• _DATA FOR PROCESSING_:
════════

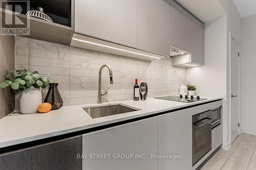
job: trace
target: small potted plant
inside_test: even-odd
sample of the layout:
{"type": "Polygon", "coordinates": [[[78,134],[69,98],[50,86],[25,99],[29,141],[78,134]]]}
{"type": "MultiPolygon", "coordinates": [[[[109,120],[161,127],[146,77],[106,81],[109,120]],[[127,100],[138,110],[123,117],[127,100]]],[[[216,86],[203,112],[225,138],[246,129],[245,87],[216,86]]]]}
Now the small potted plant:
{"type": "Polygon", "coordinates": [[[10,70],[0,83],[0,88],[10,86],[14,92],[20,92],[19,107],[22,113],[36,113],[42,103],[41,88],[48,87],[50,80],[37,71],[30,72],[26,69],[10,70]]]}
{"type": "Polygon", "coordinates": [[[197,86],[190,84],[189,82],[188,82],[187,85],[187,90],[188,91],[188,95],[189,96],[195,95],[195,91],[197,89],[197,86]]]}

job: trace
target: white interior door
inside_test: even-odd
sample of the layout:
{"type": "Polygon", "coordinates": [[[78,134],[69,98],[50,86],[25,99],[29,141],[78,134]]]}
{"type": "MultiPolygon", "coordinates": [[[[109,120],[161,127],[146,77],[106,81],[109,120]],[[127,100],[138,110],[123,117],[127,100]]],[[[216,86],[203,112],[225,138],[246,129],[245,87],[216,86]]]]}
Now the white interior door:
{"type": "Polygon", "coordinates": [[[239,45],[231,38],[231,142],[239,133],[239,45]]]}

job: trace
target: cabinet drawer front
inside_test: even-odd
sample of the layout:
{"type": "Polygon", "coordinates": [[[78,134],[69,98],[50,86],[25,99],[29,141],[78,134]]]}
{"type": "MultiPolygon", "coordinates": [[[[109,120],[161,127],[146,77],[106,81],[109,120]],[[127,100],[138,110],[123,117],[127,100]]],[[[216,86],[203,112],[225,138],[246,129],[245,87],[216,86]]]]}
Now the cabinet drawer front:
{"type": "MultiPolygon", "coordinates": [[[[83,135],[82,168],[105,170],[156,170],[156,159],[136,159],[135,154],[157,153],[157,118],[150,118],[83,135]],[[91,154],[110,154],[106,159],[92,159],[91,154]],[[116,159],[115,154],[132,154],[116,159]]],[[[127,155],[126,155],[127,154],[127,155]]]]}
{"type": "Polygon", "coordinates": [[[0,169],[81,169],[81,136],[0,155],[0,169]]]}

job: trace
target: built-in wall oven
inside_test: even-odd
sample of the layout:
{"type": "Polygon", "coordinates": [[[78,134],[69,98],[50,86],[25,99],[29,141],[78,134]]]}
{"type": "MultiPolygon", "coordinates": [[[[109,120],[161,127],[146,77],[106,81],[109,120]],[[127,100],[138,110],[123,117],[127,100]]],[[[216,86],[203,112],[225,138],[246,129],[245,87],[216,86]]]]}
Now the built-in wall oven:
{"type": "Polygon", "coordinates": [[[211,127],[214,128],[221,124],[221,111],[222,106],[211,109],[211,127]]]}
{"type": "Polygon", "coordinates": [[[193,116],[193,164],[211,150],[211,113],[210,110],[193,116]]]}
{"type": "Polygon", "coordinates": [[[193,116],[193,165],[211,150],[211,130],[221,124],[221,107],[193,116]]]}

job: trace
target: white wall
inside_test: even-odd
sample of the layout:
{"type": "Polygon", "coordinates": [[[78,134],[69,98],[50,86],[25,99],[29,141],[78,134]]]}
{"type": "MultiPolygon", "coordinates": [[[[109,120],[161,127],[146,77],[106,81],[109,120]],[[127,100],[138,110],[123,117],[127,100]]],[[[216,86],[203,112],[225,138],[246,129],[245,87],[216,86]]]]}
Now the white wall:
{"type": "Polygon", "coordinates": [[[242,20],[241,62],[242,127],[256,135],[256,15],[242,20]]]}
{"type": "Polygon", "coordinates": [[[231,0],[219,0],[220,4],[226,11],[227,15],[227,45],[226,45],[226,100],[227,108],[226,114],[224,115],[223,120],[223,148],[227,149],[231,145],[230,127],[230,101],[231,89],[230,84],[230,33],[232,37],[241,43],[241,19],[231,0]]]}
{"type": "Polygon", "coordinates": [[[219,0],[226,14],[205,24],[205,65],[187,69],[187,80],[198,86],[201,95],[224,98],[223,149],[230,142],[229,33],[241,42],[241,19],[231,0],[219,0]]]}

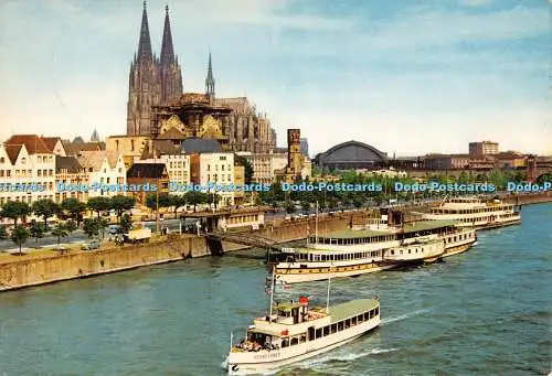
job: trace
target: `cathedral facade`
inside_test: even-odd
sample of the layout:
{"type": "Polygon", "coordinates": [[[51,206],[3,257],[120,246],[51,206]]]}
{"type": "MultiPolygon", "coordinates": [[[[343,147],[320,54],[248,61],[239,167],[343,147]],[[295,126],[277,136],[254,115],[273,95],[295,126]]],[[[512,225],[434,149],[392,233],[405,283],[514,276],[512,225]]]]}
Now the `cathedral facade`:
{"type": "Polygon", "coordinates": [[[266,114],[245,97],[216,98],[211,53],[204,94],[183,94],[182,73],[174,54],[169,9],[166,8],[161,56],[151,50],[144,3],[138,52],[130,64],[127,135],[171,139],[214,138],[234,151],[272,152],[276,131],[266,114]]]}

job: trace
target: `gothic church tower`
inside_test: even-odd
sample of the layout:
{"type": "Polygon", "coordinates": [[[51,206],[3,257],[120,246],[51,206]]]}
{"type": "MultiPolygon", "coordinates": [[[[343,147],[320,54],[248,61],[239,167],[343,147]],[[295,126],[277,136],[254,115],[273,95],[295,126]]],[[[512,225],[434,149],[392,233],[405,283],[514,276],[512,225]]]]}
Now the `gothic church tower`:
{"type": "Polygon", "coordinates": [[[172,46],[169,7],[164,8],[163,40],[161,42],[161,103],[167,104],[174,97],[182,95],[182,71],[178,64],[172,46]]]}
{"type": "Polygon", "coordinates": [[[182,94],[182,74],[172,46],[169,8],[166,8],[161,58],[151,50],[146,1],[141,17],[138,54],[130,64],[127,135],[149,136],[151,106],[163,105],[182,94]]]}

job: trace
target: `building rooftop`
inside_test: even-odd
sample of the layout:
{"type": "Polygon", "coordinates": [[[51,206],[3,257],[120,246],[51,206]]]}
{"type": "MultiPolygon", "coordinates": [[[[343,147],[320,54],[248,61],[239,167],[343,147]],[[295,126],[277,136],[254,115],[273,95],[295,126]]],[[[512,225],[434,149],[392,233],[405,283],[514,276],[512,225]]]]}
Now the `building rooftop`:
{"type": "Polygon", "coordinates": [[[118,157],[119,154],[116,151],[110,150],[84,150],[76,153],[76,159],[83,168],[93,168],[95,171],[102,168],[102,163],[106,158],[113,169],[117,164],[118,157]]]}
{"type": "Polygon", "coordinates": [[[135,163],[127,172],[127,178],[163,179],[166,175],[164,163],[135,163]]]}
{"type": "MultiPolygon", "coordinates": [[[[416,221],[416,222],[407,222],[404,224],[404,229],[401,230],[402,234],[408,233],[418,233],[423,230],[440,228],[446,226],[456,226],[459,222],[455,221],[416,221]]],[[[384,236],[392,235],[393,233],[386,230],[373,230],[373,229],[343,229],[340,232],[326,234],[323,236],[319,236],[319,238],[332,238],[332,239],[355,239],[355,238],[365,238],[372,236],[384,236]]]]}
{"type": "Polygon", "coordinates": [[[4,142],[4,144],[24,144],[29,154],[52,152],[44,142],[44,139],[36,135],[13,135],[4,142]]]}
{"type": "Polygon", "coordinates": [[[81,151],[102,151],[102,143],[99,142],[71,142],[64,143],[63,148],[67,155],[78,154],[81,151]]]}
{"type": "Polygon", "coordinates": [[[55,172],[67,170],[68,173],[77,173],[83,166],[75,157],[55,155],[55,172]]]}
{"type": "Polygon", "coordinates": [[[371,311],[379,305],[380,302],[375,299],[358,299],[347,303],[330,305],[329,313],[331,315],[331,322],[333,323],[371,311]]]}
{"type": "Polygon", "coordinates": [[[182,150],[185,153],[224,152],[222,144],[213,139],[188,138],[182,141],[182,150]]]}

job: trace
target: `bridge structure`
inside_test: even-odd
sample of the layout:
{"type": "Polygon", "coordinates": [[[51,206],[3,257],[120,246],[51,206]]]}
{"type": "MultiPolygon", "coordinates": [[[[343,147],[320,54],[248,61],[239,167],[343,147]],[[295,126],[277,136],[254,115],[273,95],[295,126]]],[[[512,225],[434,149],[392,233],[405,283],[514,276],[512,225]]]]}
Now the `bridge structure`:
{"type": "Polygon", "coordinates": [[[222,255],[224,250],[222,249],[222,241],[229,241],[234,244],[241,244],[248,247],[264,248],[267,253],[282,251],[282,247],[273,239],[253,235],[251,233],[208,233],[204,235],[208,240],[208,245],[211,248],[211,253],[214,255],[222,255]]]}
{"type": "Polygon", "coordinates": [[[539,160],[535,155],[529,155],[527,164],[527,174],[531,181],[552,174],[552,160],[539,160]]]}

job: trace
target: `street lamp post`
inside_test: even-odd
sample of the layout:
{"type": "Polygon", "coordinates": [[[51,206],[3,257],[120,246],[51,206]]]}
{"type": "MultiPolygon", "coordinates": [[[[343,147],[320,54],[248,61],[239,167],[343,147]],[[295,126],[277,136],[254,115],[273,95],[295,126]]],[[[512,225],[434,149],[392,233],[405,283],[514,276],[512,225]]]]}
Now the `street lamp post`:
{"type": "MultiPolygon", "coordinates": [[[[153,164],[157,166],[157,153],[153,148],[153,164]]],[[[156,233],[159,234],[159,176],[156,173],[156,233]]]]}

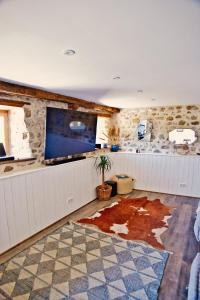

════════

• _EXERCISE DESCRIPTION_: Please count the lines in the data above that contain the string "door", with case counting. Reply with the number only.

• _EXERCISE OUTPUT_: 2